__The problem__: Report every line in the records that contains the word "white".

__Given records__:
>> begin

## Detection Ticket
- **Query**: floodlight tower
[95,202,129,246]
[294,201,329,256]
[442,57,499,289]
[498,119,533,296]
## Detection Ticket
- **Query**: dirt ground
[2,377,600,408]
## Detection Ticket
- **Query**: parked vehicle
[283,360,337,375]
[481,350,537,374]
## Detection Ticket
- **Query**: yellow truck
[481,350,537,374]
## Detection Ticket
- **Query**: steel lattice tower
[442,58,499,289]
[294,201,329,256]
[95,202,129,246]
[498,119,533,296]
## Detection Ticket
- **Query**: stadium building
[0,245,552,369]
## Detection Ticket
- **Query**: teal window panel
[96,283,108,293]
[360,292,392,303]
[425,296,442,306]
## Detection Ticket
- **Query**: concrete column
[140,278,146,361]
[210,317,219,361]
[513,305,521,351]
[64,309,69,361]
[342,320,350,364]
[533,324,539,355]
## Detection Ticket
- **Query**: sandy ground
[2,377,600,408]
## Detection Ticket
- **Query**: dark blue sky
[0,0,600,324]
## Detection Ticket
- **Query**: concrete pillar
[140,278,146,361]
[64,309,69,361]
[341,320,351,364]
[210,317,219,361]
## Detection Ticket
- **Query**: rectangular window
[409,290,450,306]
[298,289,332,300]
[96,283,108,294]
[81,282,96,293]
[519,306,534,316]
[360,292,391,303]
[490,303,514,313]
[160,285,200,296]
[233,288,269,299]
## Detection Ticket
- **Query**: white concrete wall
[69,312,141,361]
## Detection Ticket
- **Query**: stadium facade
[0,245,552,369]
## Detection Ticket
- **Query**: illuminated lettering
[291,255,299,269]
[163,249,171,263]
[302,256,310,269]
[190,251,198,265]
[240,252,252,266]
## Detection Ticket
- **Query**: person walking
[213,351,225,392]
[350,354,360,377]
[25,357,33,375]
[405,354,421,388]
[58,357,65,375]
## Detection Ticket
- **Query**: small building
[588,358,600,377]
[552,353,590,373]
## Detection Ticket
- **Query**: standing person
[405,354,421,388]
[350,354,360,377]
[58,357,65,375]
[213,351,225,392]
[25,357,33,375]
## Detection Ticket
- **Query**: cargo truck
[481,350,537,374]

>> end
>> begin

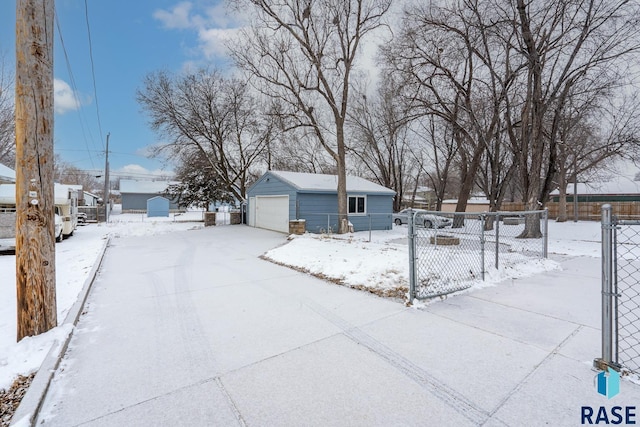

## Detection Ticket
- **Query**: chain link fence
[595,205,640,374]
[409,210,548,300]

>> end
>> begin

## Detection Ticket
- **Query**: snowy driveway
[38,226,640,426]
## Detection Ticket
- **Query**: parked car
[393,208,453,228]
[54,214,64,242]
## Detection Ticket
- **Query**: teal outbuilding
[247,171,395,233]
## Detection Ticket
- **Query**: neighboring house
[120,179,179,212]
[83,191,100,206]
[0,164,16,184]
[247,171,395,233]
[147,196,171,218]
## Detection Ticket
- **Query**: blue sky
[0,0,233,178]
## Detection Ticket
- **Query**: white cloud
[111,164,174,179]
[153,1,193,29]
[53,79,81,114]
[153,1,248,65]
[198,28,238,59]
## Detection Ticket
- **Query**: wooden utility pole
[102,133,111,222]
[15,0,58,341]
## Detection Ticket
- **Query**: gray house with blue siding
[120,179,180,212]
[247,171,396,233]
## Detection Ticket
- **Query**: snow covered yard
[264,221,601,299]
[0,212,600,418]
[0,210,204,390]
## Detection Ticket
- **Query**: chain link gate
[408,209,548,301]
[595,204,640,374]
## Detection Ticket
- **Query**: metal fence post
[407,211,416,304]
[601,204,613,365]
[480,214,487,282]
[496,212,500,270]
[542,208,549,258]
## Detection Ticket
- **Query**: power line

>> end

__Response below__:
- **Query**: white concrete wall
- **Query**: white cloud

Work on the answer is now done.